**Text segment**
## start

Yes, I know. I lived outside of North America, and littre of gas was around $1.4 US. Now look on the other side of the problem. My girlfriend lives not too far from me - only around 20-25 km. My work - around the same distance. I am not driving a lot, try to use the car very little - but still, I drive not less then 2,000 km a month. To use public transit if you live outside of Toronto area - pain in the a$$. And Toronto considered to have a pretty good public transit system. My point is - in North America not being able to drive your car is almost the same as having a big handicap. 
And I know that some other places are much worse, I just wanted to bitch a little bit, and see how many people understand me


----------



## Canada's Far East (Jun 15, 2005)

*The 12th. of NEVER*



ERBell said:


> I live in Maple Ridge BC, about 10 min away from Mission BC, and gas there is always under a dollar per litre. (98.9) the other day. Still cost me $52 to fill up. Not to bad considering.
> 
> If the USA has another natural disaster (god forbid) that effects their oil refining industry, we could see gas go up to $2 per litre in Canada.


The 12th. of NEVER :-

That's when the price of gas will stabilize :thumbdwn: 

Here on the East Coast we've got the offshore Oil & Gas industry going flat out producing thousands of barels a day and our current price in the Capital City is $148.1 per litre (that's about $5.60 per gallon) :thumbdwn: 

The various levels of gov't (at least Federal & Provincial) are making a killing on the taxes, filling their coffers and putting up the poor mount saying they can't "afford" to give the tax-payer a break :bs: - and the Municipal gov'ts are lined-up with their hands out to the Feds for "their fair share".....SHAME on all of them  

Neither Gov'ts nor us may really be able to change or significantly influence the "supply and demand" aspect of this problem, but the Gov't can certainly exercise some control and restraint on the tax side of the equation  

What's missing is a degree of leadership -that is guts enough to be the first one - (on the Provincial side) - to take the initiative :jawdrop: 

We talk about price fixing within Industry - - from what I've seen lately put forward by the various Premiers of this Country, I think they're guilty of "tax-fixing" among themselves and the Feds are equally guilty.

## end

**Aim**
Reproduce word for word the stretch of the gas price thread from "## Canada's Far" through "to bad considering.".

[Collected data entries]

## start

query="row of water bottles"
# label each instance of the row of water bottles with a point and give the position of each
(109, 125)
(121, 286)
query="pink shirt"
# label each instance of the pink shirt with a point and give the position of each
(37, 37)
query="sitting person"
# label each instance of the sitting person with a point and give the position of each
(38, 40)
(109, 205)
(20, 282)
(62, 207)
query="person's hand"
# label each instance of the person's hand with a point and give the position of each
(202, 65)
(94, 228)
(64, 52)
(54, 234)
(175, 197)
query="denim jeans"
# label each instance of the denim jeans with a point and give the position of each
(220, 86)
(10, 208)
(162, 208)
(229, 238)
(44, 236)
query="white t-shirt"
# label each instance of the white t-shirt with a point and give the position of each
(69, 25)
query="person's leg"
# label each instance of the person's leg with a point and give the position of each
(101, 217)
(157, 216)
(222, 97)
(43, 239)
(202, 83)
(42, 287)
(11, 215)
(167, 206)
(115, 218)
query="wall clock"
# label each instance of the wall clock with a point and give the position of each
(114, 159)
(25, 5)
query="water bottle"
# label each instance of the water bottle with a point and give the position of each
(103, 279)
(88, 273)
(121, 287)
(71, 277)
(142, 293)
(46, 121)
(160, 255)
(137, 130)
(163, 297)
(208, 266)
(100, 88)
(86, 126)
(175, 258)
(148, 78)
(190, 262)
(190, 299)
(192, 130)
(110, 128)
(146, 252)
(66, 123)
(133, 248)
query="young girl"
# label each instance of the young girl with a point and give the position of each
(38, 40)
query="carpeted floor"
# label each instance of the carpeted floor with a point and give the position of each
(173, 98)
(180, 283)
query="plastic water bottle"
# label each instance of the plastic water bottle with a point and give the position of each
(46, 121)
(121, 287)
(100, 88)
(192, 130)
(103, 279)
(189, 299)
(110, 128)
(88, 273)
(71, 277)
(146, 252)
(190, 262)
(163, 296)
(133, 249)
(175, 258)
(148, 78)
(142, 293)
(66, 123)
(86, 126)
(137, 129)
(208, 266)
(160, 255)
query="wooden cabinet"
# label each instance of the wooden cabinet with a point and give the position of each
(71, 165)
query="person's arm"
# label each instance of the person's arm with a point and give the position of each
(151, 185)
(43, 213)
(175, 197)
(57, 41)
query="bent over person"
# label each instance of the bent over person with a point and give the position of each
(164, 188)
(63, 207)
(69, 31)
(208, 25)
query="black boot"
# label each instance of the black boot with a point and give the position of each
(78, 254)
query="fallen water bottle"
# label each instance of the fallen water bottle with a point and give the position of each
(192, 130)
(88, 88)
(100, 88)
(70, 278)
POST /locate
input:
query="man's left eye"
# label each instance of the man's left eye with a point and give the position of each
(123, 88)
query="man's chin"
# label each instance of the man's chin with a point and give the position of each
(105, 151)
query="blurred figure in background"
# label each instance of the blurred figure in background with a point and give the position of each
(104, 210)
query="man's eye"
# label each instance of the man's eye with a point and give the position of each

## end

**Result**
## Canada's Far East (Jun 15, 2005)

*The 12th. of NEVER*



ERBell said:


> I live in Maple Ridge BC, about 10 min away from Mission BC, and gas there is always under a dollar per litre. (98.9) the other day. Still cost me $52 to fill up. Not to bad considering.